# What to work on:
Taking the entries below from the top, restate each line exactly and end with the line containing "segment --target black".

[Data extracted from a collection]
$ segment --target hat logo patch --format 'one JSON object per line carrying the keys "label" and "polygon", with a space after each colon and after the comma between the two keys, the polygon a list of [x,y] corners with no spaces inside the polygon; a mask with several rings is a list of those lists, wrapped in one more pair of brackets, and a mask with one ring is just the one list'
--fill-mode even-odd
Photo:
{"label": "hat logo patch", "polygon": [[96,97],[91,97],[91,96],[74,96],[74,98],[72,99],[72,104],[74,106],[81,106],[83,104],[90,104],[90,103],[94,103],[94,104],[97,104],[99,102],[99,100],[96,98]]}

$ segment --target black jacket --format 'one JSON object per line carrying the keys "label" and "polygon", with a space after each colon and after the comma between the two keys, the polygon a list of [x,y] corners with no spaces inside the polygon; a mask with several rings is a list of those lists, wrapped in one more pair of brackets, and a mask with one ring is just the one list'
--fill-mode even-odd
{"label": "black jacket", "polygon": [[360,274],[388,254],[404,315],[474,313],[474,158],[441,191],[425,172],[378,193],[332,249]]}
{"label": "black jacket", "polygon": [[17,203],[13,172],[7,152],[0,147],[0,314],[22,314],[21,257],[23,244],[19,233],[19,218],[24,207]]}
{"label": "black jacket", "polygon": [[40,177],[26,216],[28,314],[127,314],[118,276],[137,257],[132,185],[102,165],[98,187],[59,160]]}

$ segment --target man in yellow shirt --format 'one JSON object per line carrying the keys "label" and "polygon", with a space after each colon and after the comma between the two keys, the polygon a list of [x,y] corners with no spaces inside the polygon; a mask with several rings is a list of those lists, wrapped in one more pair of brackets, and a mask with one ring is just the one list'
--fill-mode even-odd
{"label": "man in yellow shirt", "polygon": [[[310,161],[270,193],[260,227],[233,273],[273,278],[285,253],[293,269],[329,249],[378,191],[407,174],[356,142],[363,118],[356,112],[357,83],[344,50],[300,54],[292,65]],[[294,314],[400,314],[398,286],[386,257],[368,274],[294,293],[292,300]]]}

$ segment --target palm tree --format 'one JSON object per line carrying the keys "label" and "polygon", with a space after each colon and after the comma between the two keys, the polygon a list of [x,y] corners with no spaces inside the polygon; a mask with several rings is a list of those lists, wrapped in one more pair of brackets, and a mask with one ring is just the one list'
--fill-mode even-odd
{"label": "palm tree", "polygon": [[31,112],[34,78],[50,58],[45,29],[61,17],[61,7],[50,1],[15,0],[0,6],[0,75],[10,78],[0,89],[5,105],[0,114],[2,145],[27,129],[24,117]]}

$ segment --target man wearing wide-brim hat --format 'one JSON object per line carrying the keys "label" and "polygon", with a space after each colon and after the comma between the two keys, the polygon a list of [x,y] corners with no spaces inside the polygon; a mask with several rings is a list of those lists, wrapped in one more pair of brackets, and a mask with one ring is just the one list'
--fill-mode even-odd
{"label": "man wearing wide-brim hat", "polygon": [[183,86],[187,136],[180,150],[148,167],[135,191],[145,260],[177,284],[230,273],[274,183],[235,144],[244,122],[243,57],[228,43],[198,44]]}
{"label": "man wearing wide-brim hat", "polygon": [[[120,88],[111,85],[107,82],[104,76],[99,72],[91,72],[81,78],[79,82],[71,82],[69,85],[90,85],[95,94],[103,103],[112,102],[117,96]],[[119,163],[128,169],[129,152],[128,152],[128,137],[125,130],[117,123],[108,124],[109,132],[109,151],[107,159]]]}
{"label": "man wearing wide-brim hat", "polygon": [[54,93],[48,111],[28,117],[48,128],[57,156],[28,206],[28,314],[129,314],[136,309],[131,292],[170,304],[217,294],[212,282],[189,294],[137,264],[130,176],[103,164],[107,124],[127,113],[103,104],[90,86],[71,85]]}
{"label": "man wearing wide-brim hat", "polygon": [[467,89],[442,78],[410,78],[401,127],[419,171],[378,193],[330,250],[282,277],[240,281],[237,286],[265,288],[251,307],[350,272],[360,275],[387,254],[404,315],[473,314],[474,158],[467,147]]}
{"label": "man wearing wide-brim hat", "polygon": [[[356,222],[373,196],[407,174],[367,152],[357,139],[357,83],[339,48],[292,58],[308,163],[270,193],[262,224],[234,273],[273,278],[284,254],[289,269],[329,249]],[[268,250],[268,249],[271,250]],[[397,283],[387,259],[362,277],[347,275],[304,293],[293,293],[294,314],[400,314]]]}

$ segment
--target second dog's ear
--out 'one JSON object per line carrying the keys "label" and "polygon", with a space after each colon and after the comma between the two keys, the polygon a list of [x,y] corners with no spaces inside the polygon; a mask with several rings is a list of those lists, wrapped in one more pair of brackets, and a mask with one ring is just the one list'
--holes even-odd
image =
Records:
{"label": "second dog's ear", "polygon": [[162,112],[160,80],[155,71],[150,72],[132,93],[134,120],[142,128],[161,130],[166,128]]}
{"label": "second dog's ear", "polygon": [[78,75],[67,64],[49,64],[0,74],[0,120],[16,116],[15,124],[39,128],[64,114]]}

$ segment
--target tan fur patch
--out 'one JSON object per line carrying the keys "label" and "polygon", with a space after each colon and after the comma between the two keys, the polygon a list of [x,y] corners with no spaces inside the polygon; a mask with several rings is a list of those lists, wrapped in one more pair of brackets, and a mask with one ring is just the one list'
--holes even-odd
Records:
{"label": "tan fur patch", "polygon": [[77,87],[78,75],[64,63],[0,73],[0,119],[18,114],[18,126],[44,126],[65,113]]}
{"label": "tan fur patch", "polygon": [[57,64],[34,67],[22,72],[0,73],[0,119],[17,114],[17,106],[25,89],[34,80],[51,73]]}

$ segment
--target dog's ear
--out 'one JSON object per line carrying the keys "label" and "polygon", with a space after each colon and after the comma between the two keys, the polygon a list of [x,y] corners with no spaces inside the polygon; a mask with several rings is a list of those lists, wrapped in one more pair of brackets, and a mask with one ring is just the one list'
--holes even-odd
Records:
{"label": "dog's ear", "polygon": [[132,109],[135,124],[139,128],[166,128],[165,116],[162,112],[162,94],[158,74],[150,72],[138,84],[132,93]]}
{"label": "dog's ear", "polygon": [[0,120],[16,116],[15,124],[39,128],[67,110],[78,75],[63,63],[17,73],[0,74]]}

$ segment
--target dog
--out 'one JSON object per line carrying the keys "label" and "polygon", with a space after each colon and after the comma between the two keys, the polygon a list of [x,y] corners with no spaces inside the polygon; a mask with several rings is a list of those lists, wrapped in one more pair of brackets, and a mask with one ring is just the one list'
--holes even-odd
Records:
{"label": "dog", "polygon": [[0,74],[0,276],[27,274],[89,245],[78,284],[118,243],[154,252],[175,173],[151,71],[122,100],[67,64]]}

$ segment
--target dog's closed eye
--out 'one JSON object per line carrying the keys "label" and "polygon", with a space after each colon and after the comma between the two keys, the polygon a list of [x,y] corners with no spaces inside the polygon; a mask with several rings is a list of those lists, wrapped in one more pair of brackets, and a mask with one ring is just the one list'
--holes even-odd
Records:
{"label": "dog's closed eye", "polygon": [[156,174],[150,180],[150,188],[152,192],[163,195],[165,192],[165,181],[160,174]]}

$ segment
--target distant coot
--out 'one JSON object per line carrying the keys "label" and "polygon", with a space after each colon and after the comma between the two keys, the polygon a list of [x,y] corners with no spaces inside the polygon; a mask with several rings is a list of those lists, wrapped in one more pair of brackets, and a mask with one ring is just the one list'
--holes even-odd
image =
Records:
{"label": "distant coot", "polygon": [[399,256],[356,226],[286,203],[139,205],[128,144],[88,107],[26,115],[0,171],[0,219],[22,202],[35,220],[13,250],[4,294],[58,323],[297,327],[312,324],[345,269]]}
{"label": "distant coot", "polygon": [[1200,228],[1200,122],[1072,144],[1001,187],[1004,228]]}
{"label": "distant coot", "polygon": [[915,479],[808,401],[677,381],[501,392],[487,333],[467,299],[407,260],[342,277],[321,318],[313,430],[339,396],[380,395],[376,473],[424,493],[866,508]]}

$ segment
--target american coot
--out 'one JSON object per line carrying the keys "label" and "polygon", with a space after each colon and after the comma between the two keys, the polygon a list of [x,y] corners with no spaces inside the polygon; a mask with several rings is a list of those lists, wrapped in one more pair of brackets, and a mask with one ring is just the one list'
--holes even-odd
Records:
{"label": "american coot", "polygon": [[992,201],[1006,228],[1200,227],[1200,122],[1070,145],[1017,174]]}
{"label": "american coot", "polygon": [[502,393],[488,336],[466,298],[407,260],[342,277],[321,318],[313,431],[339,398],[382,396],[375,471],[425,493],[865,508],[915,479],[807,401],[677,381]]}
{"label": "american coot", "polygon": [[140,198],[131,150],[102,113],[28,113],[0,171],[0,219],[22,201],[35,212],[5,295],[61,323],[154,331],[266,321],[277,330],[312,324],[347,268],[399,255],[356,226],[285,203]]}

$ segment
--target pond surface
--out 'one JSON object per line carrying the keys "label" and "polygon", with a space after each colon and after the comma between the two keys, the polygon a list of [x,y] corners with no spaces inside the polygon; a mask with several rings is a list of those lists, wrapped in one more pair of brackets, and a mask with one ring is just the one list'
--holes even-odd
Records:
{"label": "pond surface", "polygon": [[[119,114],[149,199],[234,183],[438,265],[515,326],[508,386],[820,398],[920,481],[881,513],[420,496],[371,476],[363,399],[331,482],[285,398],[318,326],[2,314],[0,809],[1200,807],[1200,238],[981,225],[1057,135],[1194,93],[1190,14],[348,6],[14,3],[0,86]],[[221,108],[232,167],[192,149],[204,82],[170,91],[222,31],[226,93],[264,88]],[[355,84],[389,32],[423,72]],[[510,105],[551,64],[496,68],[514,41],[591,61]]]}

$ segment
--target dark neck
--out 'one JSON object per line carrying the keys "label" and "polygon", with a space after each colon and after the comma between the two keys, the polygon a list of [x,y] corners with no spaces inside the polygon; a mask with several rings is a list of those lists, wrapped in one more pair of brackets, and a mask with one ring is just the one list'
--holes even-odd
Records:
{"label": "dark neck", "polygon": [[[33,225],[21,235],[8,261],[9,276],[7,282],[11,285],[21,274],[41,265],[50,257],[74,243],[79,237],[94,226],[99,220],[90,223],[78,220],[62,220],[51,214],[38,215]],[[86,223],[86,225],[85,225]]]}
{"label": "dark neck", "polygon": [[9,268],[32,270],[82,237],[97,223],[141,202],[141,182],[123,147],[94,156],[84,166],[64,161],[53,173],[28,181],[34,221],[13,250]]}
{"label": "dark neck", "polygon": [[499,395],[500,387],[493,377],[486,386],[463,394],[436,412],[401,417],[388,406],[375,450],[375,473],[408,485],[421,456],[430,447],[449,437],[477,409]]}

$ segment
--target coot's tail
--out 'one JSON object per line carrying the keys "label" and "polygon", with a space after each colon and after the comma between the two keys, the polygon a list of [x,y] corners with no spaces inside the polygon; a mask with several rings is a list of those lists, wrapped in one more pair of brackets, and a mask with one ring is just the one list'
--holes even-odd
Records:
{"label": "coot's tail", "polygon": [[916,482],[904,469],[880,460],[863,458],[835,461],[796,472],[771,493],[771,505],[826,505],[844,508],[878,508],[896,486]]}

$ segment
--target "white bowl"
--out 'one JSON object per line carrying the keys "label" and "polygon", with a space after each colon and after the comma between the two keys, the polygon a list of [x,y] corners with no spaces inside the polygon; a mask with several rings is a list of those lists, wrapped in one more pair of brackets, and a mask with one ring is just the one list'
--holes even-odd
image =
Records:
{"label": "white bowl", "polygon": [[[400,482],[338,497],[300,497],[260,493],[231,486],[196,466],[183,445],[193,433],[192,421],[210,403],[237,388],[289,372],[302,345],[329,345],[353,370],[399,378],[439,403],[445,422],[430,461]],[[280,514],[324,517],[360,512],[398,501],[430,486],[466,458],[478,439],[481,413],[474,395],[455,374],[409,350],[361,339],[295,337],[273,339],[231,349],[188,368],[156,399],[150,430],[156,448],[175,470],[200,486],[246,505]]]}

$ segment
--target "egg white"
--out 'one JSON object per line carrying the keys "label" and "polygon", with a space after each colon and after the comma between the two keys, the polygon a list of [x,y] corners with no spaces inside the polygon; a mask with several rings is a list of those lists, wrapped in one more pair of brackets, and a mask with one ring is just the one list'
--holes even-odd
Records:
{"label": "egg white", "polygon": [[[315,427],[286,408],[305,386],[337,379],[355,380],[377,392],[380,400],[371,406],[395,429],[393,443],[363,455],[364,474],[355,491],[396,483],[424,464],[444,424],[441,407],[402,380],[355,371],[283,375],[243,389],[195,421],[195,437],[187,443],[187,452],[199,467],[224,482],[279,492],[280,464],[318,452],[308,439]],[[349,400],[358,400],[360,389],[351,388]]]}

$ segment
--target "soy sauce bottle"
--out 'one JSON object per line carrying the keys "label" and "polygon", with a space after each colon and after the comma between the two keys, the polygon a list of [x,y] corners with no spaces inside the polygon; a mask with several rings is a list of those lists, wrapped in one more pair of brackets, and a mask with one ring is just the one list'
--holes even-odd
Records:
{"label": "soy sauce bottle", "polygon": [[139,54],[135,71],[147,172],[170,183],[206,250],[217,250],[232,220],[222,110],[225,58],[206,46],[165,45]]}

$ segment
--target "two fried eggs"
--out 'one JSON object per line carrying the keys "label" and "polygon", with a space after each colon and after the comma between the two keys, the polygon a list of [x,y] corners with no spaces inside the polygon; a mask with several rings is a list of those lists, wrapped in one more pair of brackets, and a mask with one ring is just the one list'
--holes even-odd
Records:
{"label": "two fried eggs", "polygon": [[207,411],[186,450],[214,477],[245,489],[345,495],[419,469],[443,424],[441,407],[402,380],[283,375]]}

# Answer:
$ segment --target hat logo patch --format 'one JSON object per line carrying the keys "label" and "polygon", with a space after each colon and after the comma between the two keys, the polygon a list of [x,y] corners with no spaces inside the polygon; a mask with several rings is a list of those lists, wrapped in one more pair of brackets, and a mask with one ring is just the one list'
--fill-mode even-odd
Photo:
{"label": "hat logo patch", "polygon": [[96,97],[91,97],[91,96],[74,96],[74,98],[72,99],[72,104],[74,106],[81,106],[83,104],[90,104],[90,103],[94,103],[94,104],[97,104],[99,102],[99,100],[96,98]]}

$ segment --target black jacket --format 'one JSON object per line carrying the keys "label" and "polygon", with a space after each colon and after the comma between the two keys, the polygon a list of [x,y] corners with no spaces inside the polygon; a mask with several rings is a list of those lists, wrapped in one more pair of brackets, and a mask with one ring is just the one list'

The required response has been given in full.